▶ **What you will do**
Provide again, from the entries below, every line from the one containing "Place one point on every instance of the wet" through the one containing "Place one point on every instance of the flagpole", exactly as written, and no other line.

Segment Start: Entries shown

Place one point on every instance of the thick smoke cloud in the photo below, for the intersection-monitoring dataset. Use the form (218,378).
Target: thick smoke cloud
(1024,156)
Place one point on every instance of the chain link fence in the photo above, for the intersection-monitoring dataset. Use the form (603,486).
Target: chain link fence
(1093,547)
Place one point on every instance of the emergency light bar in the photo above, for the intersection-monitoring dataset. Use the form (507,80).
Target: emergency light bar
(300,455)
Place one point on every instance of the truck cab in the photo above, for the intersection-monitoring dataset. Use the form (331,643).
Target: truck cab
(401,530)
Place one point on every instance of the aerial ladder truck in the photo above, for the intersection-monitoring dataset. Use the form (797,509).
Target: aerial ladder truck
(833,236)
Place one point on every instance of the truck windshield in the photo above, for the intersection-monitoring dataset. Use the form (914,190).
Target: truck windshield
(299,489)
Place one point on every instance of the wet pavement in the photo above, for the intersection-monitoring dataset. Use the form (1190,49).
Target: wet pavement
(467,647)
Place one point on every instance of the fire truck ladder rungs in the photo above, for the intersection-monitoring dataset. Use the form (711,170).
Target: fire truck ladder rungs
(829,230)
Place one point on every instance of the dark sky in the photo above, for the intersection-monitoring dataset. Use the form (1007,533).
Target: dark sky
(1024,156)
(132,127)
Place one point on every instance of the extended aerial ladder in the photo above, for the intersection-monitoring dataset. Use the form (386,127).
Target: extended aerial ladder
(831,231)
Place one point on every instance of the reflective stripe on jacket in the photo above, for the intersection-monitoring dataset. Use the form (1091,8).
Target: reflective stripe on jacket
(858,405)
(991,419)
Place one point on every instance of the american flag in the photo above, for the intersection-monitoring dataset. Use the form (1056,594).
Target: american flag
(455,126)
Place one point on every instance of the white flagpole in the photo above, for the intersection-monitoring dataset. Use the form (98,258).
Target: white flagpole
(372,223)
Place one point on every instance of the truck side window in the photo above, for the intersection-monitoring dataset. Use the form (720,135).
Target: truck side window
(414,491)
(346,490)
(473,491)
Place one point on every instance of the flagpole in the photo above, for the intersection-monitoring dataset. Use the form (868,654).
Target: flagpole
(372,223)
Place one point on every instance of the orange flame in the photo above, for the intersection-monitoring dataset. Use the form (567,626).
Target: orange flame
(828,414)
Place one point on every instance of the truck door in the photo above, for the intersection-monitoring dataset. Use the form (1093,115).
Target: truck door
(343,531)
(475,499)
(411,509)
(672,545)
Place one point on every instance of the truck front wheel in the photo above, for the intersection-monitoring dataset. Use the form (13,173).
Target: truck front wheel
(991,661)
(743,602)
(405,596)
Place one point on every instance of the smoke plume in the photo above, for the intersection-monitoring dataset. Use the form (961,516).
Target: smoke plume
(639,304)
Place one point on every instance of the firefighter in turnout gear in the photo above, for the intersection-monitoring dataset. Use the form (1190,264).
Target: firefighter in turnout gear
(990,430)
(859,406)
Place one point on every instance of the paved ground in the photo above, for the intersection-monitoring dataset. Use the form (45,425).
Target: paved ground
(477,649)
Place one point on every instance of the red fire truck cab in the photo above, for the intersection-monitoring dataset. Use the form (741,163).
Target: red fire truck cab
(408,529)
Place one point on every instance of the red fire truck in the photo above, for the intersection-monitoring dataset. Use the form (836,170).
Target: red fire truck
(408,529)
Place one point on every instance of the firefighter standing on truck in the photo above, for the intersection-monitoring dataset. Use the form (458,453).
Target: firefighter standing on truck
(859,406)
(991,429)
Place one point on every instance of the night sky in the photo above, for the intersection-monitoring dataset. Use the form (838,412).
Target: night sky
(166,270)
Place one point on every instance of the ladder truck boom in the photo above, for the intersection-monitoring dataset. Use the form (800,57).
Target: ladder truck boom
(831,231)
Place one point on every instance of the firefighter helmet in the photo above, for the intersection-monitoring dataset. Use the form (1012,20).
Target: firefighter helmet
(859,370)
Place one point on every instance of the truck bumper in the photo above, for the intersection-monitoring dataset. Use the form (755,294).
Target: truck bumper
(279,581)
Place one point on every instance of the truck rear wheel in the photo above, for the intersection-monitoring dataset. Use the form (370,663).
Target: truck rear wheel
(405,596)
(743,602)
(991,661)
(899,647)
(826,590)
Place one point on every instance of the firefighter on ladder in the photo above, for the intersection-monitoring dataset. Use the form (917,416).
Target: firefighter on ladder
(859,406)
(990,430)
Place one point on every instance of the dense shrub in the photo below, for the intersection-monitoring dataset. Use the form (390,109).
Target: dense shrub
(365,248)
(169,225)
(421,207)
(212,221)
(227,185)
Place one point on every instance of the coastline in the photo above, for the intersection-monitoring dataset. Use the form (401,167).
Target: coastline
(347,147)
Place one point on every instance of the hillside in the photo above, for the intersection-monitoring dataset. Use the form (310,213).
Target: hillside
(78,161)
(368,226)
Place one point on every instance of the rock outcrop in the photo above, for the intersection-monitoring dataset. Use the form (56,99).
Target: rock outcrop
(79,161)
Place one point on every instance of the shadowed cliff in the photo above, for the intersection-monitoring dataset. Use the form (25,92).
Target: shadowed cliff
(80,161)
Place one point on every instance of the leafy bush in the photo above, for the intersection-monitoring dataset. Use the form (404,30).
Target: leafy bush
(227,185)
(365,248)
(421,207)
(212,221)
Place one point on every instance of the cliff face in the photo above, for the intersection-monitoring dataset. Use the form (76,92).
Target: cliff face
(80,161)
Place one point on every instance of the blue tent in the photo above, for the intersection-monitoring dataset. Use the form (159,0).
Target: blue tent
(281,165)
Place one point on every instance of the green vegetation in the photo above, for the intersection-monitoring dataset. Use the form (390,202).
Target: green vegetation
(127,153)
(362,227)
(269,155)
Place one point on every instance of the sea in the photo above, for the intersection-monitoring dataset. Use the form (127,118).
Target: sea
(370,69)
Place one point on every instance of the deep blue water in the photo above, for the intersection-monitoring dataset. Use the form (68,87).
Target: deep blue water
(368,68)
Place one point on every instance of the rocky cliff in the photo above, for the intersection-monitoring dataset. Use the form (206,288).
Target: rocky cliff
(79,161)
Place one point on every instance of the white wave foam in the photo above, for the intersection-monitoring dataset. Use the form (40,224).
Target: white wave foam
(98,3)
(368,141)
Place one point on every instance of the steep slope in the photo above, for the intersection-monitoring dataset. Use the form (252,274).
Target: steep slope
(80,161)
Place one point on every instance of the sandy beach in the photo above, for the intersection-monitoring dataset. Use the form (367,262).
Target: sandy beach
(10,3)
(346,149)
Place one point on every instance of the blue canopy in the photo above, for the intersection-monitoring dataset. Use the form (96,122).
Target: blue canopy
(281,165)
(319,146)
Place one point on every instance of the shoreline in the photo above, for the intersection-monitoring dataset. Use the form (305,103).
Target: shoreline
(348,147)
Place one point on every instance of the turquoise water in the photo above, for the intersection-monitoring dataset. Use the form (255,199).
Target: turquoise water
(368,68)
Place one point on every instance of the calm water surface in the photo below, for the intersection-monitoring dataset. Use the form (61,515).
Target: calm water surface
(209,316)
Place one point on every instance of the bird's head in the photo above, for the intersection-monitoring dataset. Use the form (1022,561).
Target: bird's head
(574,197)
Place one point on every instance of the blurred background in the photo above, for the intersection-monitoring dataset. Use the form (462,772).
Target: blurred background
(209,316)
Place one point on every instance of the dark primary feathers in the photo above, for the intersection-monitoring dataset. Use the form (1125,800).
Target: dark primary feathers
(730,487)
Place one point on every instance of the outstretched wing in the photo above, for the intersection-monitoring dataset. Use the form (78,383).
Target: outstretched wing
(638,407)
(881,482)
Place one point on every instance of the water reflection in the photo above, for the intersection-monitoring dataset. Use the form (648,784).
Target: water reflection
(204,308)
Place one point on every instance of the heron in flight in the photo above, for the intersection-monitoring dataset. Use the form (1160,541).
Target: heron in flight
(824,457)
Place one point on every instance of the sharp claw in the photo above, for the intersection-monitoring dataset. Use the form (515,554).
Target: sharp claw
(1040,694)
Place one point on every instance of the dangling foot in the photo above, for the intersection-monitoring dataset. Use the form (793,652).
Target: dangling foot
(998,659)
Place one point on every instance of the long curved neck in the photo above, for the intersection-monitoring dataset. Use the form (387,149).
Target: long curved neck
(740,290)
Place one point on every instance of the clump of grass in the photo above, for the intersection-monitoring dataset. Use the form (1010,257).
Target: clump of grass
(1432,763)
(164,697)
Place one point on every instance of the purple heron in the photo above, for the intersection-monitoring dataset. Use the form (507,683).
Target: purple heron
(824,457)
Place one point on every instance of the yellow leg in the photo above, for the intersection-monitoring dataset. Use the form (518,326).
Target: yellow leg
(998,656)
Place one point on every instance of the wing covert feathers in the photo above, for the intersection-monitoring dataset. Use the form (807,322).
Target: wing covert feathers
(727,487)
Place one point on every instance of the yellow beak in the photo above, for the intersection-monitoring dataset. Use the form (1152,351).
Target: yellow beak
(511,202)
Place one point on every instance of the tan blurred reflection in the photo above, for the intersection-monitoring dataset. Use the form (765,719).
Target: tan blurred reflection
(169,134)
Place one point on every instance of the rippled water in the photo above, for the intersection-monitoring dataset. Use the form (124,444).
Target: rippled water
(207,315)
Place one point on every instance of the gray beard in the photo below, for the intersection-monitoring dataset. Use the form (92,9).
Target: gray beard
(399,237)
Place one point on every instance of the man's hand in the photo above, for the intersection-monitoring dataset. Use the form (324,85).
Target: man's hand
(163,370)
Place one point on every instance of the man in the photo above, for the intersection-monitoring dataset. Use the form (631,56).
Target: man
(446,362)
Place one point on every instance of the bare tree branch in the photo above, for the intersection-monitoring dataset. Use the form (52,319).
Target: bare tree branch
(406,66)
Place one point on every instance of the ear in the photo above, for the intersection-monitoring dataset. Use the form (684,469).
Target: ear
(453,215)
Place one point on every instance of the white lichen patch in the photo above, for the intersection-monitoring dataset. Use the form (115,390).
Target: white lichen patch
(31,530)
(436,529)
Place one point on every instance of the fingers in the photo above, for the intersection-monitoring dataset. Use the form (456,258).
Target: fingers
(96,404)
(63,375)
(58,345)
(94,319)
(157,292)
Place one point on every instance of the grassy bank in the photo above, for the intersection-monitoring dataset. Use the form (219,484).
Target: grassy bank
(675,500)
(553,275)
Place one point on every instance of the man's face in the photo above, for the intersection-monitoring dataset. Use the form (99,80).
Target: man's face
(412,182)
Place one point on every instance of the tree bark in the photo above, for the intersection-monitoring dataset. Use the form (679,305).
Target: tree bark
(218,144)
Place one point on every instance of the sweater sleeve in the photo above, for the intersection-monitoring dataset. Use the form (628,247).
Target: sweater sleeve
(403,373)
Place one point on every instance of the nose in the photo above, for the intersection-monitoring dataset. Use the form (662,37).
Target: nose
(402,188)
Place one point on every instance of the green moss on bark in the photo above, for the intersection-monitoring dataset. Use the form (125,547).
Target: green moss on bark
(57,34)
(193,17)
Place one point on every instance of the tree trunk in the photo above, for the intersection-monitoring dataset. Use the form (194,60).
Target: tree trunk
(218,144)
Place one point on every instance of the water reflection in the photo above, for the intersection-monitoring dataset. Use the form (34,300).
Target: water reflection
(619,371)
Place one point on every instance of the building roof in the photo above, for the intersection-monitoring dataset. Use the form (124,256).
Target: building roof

Segment End: Entries shown

▶ **Completed task**
Place one point on every instance of the wet pavement in the photo above, for the intersection-monitoring dataset. Use the form (1190,49).
Target: wet pavement
(467,647)
Place one point on every instance of the fire truck ladder rungs in the photo above, for the intersection-monitoring dataset. Use the form (711,170).
Target: fire truck ladder rungs
(829,230)
Place one point on every instance of the dark sky in the photo above, for the intersection-monitoring dataset. Use the form (1007,533).
Target: dark sky
(1024,156)
(132,127)
Place one point on every instance of the extended aerial ladder in the photo above, for the intersection-monitoring dataset. Use the form (386,127).
Target: extended aerial ladder
(831,231)
Place one point on every instance of the reflective stripe on jacket in the photo above, for the intersection-monitoring dataset. Use the form (1091,8).
Target: reflective stripe on jacket
(858,405)
(991,419)
Place one point on every instance of the american flag in the photo above, for the intersection-monitoring dataset. Use the form (1056,594).
Target: american flag
(455,126)
Place one point on every instance of the white flagpole in the photo above, for the intersection-monitoring dataset. Use the form (98,258).
Target: white flagpole
(372,223)
Place one point on every instance of the truck side window in the photo above, for the intersection-monitoring dataset. Use the form (720,135).
Target: truck side window
(414,491)
(346,490)
(473,491)
Place one point on every instance of the flagpole in the photo above, for the intersection-monitoring dataset. Use the form (868,654).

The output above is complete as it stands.